IAEA chief Yukiya Amano has pressed Iran to grant his inspectors immediate access to Parchin.
Deputy Russian foreign minister Sergei Ryabkov told the Financial Times at the weekend that Russia would support direct US-Iran talks.
"We will not have a word against this. Of course, we would hope we would be informed on the content of these arrangements," Ryabkov said.
"We want something that will bring everyone out of this morass," he said.
Iranian Foreign Minister Ali Akbar Salehi expressed optimism over talks due to be held on Dec. 13 between Iran and the IAEA in Tehran.
“We are hopeful that with the positive step Iran has taken in resolving this issue ... this meeting will identify a framework of cooperation in regards to the issue of a visit to Parchin,” Salehi was quoted as saying by the Iranian Students’ News Agency.
Salehi did not give details, but Iran has previously said a framework deal on how the watchdog should conduct its investigation must be agreed before any agency visit to Parchin.
A series of meetings this year between the IAEA and Iran, the most recent in August, has failed to make concrete progress and Western diplomats have accused Tehran of playing for time.
Tehran says its atomic program is peaceful, but Western nations believe it is aimed at developing weapons.
Amano said in Baghdad on Sunday that “activities at Parchin are ongoing”, a reference to Iran's alleged clean-up work, although he did not give further details.
Salehi repeated Iran's denial on Monday. “The idea that it is possible to clean up signs of pollution is not acceptable from a technical perspective,” he said. “It is not possible to clean up signs of nuclear pollution.”
According to Salehi, Iran's top nuclear negotiator Saeed Jalili and EU foreign policy chief Catherine Ashton, who represents the world powers in the talks, are to hold a telephone conversation before November 21 "to decide on a venue and date."
The IAEA has said it hoped the talks in Tehran would produce an agreement to allow it to resume a long-stalled investigation into possible military dimensions of Iran’s nuclear program.
But Vienna-based Western diplomats, speaking before Salehi's comments, expressed skepticism that the new meeting would yield a breakthrough.

++++++

→ Aim a
Name every person the news excerpt identifies by name.

++++++

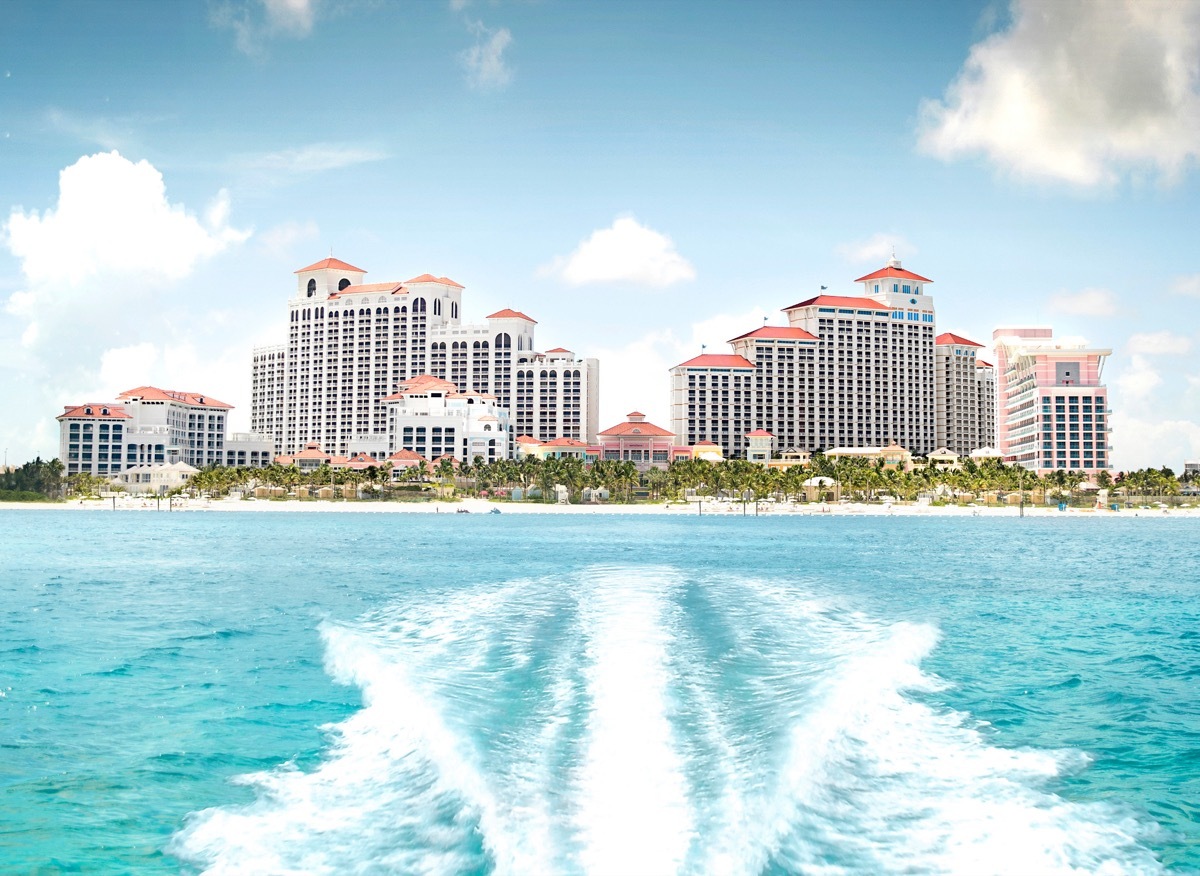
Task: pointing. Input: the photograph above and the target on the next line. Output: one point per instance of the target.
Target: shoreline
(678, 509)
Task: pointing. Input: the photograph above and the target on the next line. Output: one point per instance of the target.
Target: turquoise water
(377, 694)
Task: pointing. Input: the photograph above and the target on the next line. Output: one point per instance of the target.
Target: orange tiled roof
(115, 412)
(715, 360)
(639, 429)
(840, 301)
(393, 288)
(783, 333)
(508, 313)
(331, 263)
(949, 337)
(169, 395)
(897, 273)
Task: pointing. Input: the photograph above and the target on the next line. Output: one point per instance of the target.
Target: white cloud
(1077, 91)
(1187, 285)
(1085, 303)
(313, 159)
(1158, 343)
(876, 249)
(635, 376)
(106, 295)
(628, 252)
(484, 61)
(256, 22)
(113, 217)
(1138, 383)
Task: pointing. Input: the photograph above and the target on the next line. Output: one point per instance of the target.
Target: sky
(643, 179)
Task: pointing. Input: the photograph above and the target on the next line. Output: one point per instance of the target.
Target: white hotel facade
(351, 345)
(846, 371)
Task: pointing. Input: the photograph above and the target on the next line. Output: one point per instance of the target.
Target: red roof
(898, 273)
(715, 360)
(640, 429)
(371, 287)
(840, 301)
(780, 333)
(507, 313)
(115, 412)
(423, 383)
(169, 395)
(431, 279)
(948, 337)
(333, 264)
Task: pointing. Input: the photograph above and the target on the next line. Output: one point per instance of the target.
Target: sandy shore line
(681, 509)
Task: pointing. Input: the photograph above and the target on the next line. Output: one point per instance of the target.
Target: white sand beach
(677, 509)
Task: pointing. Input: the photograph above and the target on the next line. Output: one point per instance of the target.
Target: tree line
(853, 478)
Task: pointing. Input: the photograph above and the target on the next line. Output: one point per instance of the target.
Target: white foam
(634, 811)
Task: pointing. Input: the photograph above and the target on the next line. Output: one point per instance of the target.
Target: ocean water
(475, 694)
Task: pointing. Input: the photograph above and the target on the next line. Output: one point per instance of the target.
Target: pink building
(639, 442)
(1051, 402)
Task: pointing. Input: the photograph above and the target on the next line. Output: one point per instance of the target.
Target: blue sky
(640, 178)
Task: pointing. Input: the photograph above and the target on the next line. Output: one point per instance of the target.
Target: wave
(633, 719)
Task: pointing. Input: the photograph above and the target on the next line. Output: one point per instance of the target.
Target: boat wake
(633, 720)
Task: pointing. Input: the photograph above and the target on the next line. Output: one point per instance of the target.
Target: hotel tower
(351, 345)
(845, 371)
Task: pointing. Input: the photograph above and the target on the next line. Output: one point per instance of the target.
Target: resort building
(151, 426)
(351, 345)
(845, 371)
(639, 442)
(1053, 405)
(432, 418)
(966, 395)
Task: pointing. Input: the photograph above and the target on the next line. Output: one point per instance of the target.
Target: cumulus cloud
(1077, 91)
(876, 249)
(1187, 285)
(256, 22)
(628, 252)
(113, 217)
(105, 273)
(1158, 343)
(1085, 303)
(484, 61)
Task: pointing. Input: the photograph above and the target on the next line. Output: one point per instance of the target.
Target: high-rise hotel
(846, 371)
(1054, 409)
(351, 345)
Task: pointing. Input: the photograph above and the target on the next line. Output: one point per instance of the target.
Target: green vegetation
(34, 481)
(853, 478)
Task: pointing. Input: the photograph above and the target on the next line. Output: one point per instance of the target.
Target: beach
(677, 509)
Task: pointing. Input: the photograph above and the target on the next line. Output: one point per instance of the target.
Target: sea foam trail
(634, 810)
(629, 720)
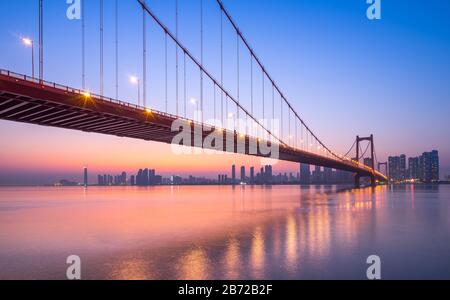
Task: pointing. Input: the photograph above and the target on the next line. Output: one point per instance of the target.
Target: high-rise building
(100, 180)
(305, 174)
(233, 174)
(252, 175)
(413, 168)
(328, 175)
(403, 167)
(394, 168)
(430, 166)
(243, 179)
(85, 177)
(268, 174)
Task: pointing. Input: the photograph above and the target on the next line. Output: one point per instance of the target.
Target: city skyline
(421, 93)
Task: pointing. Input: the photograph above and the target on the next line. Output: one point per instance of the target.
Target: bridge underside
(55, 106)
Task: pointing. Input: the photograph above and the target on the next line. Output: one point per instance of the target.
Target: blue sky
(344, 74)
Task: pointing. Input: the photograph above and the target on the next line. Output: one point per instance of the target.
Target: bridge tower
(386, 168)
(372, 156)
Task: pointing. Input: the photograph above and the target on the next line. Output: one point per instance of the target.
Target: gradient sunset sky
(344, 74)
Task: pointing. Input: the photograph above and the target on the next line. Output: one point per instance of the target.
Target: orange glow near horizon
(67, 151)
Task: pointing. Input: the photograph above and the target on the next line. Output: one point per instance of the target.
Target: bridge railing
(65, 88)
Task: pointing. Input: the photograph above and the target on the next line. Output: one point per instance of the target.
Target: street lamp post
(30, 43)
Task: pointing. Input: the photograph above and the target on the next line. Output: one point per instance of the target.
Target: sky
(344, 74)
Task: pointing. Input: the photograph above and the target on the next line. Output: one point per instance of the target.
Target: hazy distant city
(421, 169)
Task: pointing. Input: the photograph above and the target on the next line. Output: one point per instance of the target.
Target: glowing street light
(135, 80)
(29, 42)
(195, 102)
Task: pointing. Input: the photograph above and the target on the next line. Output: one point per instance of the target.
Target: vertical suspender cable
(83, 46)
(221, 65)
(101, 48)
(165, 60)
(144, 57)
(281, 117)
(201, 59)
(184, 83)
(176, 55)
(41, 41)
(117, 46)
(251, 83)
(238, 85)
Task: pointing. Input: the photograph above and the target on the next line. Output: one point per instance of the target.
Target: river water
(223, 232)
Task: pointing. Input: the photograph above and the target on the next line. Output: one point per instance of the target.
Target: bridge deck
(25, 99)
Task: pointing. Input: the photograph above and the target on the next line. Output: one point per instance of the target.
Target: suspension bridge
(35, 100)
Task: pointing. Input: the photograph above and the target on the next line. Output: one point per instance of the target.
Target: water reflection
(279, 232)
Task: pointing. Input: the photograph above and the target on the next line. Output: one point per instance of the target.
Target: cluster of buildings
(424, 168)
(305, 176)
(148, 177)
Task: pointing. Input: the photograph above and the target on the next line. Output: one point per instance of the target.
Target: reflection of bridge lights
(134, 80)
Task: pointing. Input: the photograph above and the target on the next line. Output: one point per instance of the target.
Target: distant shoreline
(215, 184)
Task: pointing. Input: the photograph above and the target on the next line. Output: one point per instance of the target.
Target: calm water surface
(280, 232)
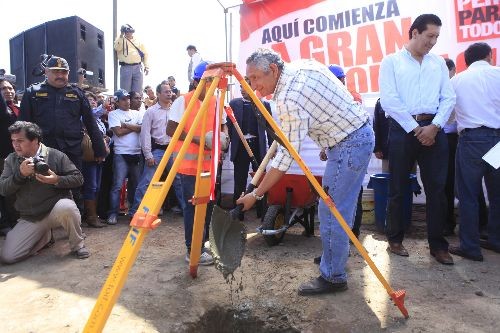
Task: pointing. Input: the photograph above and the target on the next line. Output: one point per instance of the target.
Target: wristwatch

++++++

→ Aim b
Retype the listing from its first line through the line containing "(1138, 383)", including both of those lines. Omit the pictures.

→ Response a
Yukiya Amano
Sergei Ryabkov
Ali Akbar Salehi
Saeed Jalili
Catherine Ashton

→ Response b
Task: pointing. Input: the photograph above and the target on the next line. Output: one point per instance of the target.
Target: shoreline
(678, 509)
Task: pointing. Input: the photograph above and the target on the next line. Output: one point per instance of the target.
Target: turquoise water
(377, 694)
Task: pointing. Input: the photograph above and the target on the next line. Output: one point per instance of the target.
Target: orange tiled roof
(115, 412)
(715, 360)
(639, 429)
(840, 301)
(393, 288)
(783, 333)
(508, 313)
(331, 263)
(949, 337)
(169, 395)
(897, 273)
Task: pointing. Input: the photograph above and the target on the next line. Output: one point per instance of the target.
Target: white cloud
(1077, 91)
(1187, 285)
(1085, 303)
(313, 159)
(1158, 343)
(876, 249)
(635, 376)
(106, 295)
(628, 252)
(484, 61)
(256, 22)
(113, 217)
(1138, 383)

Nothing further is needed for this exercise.